*INSTRUCTIONS FOR THE TASK*
Every entry must be printed again exactly, with nothing left out.

[[ SUPPLIED RECORDS open ]]

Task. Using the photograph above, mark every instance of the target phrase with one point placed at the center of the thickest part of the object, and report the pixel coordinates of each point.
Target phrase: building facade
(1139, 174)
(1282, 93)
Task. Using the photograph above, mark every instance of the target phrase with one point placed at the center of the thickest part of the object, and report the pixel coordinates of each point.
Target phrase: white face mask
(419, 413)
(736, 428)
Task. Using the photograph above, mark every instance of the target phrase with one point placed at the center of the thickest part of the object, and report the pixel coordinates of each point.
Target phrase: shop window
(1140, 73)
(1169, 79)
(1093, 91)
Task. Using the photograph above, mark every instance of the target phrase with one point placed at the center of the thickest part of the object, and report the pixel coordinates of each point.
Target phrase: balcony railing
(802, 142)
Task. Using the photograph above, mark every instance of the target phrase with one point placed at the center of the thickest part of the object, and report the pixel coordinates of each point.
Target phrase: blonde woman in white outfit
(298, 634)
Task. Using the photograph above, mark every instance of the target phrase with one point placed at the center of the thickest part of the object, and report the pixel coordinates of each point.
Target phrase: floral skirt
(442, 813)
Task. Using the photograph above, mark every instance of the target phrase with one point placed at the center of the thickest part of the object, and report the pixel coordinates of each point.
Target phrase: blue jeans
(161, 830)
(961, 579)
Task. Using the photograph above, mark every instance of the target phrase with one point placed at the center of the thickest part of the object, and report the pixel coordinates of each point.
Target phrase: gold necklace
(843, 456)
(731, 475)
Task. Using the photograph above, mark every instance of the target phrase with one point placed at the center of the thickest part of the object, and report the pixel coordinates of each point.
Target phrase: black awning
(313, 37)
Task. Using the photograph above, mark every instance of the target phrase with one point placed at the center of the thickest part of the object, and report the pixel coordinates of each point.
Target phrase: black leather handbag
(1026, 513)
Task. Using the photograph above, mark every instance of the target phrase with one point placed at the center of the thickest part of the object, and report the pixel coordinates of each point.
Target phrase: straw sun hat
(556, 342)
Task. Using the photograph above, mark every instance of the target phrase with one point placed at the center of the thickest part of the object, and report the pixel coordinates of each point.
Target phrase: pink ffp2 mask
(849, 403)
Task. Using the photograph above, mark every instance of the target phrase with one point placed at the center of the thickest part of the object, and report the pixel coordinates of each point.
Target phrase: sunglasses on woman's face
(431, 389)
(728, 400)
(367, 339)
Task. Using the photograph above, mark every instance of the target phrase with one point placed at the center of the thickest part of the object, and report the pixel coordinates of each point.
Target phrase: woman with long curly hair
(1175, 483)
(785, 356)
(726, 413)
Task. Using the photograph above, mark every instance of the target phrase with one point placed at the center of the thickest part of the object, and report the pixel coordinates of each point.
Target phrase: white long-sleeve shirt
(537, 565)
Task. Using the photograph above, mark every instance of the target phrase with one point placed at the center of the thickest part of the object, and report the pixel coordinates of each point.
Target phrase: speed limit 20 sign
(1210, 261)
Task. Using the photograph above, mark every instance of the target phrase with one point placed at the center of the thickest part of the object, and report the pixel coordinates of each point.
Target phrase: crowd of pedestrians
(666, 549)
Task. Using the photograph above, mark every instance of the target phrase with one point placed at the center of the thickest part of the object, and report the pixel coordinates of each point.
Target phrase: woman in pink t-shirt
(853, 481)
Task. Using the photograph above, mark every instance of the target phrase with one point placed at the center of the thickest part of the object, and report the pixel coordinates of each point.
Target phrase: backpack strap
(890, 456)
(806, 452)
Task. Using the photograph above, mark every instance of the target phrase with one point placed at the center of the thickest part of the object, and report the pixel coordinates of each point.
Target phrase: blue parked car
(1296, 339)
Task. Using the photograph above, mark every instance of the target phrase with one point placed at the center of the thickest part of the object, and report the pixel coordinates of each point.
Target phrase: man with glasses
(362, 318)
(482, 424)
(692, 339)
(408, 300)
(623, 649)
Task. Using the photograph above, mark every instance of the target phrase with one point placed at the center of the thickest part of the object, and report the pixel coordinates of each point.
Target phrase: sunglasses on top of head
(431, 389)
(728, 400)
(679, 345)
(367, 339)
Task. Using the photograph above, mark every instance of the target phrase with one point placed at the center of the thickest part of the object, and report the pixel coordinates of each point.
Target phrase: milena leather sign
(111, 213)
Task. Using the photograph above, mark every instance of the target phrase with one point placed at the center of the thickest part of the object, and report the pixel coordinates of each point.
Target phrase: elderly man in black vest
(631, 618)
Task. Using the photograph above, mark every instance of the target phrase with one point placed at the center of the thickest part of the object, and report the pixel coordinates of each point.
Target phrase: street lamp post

[[ SUPPLIED RECORDS closed ]]

*SOLUTION*
Task. Using the photograph above, mark every instance of the target phrase with one point placed at the center of the thickest part of the object, and report the pixel coordinates of each point.
Target phrase: building facade
(1139, 174)
(1282, 93)
Task. Using the photograph above, mark every instance of the target phrase with one point placed at the center of the thickest part of the object, and report the pixel coordinates of each point.
Target phrase: white face mask
(419, 413)
(736, 428)
Task. Using the photograph above, mark every instance of the target phrase with one point placed at the center of the thickest part of the object, and report the pixel coordinates of each point.
Target phrase: shop window
(1140, 73)
(1169, 79)
(1093, 91)
Task. Using the photograph above, mark every instance of the target phrase with one point placed at the center of the thickest part of the object, and report the pixel coordinates of each point.
Target phrase: balcony railing
(802, 142)
Task. Using the photograph above, mark every instance of the target phrase with one point placed at the center of the thickest part of the object, and report the pixel coordinates of each point.
Target phrase: blonde woman in white outfit
(298, 634)
Task. Using the photograph above, mark every instance of the target phrase with one point placed at the center of the thickest part of the object, and report the pixel coordinates of each point.
Target phrase: floral skirt
(442, 813)
Task. Using the photograph above, mark every instance of the target phrase with one point placed at the center of the thickest part of the object, and report the pixel coordinates of each point.
Target phrase: blue jeans
(161, 830)
(961, 579)
Task. Using the photograph above, mark every instance of the target phrase with one point placed at the center of the thickest part of the object, and report the pixel coordinates of each point.
Target phrase: gold necklace
(843, 456)
(731, 475)
Task. Using the photograph above, mark every instance of the target phrase with one point placed at the center of the thickest part of the object, and report the pixel coordinates of each point.
Target phrase: black awning
(313, 37)
Task. Using the photograph above, mark every instance of the target phrase with one point placed at the center of the thickest part of the object, and report the pixel coordinates of each point.
Target phrase: black leather handbag
(1026, 513)
Task. Using the photograph above, mark every instance of the target phrase with one point placed at the center of the thickest part of the object, and report the pixel coordinates of each point.
Target phrase: straw sun hat
(556, 342)
Task. Using the photograph above, mark every instance of the target phrase with one point placed at the center of the thickest part of the object, and report the pixel coordinates of each point.
Target phrase: pink ffp2 mask
(849, 403)
Task. Using the photograph above, mark every instance of the target phrase with one point placed at the center of the thickest part of the object, and report the pixel coordinates of each point.
Target phrase: sunglasses on woman's face
(431, 389)
(728, 400)
(367, 339)
Task. Using the photograph above, mark every instance of the target phrase with one point placed at the center of the thickest part of the object, and report the pixel coordinates of each point.
Target phrase: woman with long curly hair
(1175, 483)
(785, 356)
(726, 413)
Task. Using the photograph above, mark every instance of the target phrase with one point placed at the center of the thickest part of the object, and report the pixel coordinates of each point.
Target phrase: white long-sleeve shirt
(537, 565)
Task. Using the photograph above, mark every instance of the target phrase with one point placed at the center of the thickest part of the object, and report the pixel coordinates of each point.
Target phrase: speed limit 20 sign
(1210, 261)
Task. Using the photograph above, mark every instance of the target phrase with one point placed at the center of the thickest part of the object, and report the pixel coordinates of each point.
Target phrase: crowd of pedestrians
(666, 549)
Task. Using the photograph above, mark every instance of the target phrase with one point placed at the center of the thickest part of the object, and report the pixel coordinates of each point.
Target phrase: woman in pink t-shirt
(853, 481)
Task. Using the photograph above, mark every instance of the target phrase with one point placed at the center of the thickest part of the object, and report the pixel coordinates of each point.
Target phrase: backpack strap
(890, 456)
(806, 452)
Task. Using the photograph above, mark every instance of the target phrase with one point placed at the center of the thickest part of the object, and report the pixel coordinates of each point.
Target phrase: blue parked car
(1296, 339)
Task. Using the photograph above, mark every instance of the target phrase with one point placed at the center of the thickest part of the object, and report the pixel coordinates of each point.
Target phrase: man with glasses
(362, 318)
(482, 424)
(692, 339)
(408, 300)
(623, 649)
Task. Using the photograph above, mark every instance of the target phrase with one point placed at the center of the thickest part of the object, and report the pixel coordinates of each point.
Target phrase: sunglasses on top of head
(431, 389)
(728, 400)
(679, 345)
(367, 339)
Task. Using the photograph above, mark every instance of the target phrase with one point placed at the center of the thickest part of the object, and report the pixel coordinates of each point.
Target phrase: milena leather sign
(111, 213)
Task. Using the photograph above, mark every instance of the target phrase with one point placed at the center of the thickest part of the object, and report the pixel coordinates of each point.
Target phrase: elderly man in black vest
(631, 618)
Task. Using the photograph above, mark every instance of the target phrase with one point placed at the center of the thickest part of the object, and report the pixel coordinates of each point.
Target phrase: street lamp post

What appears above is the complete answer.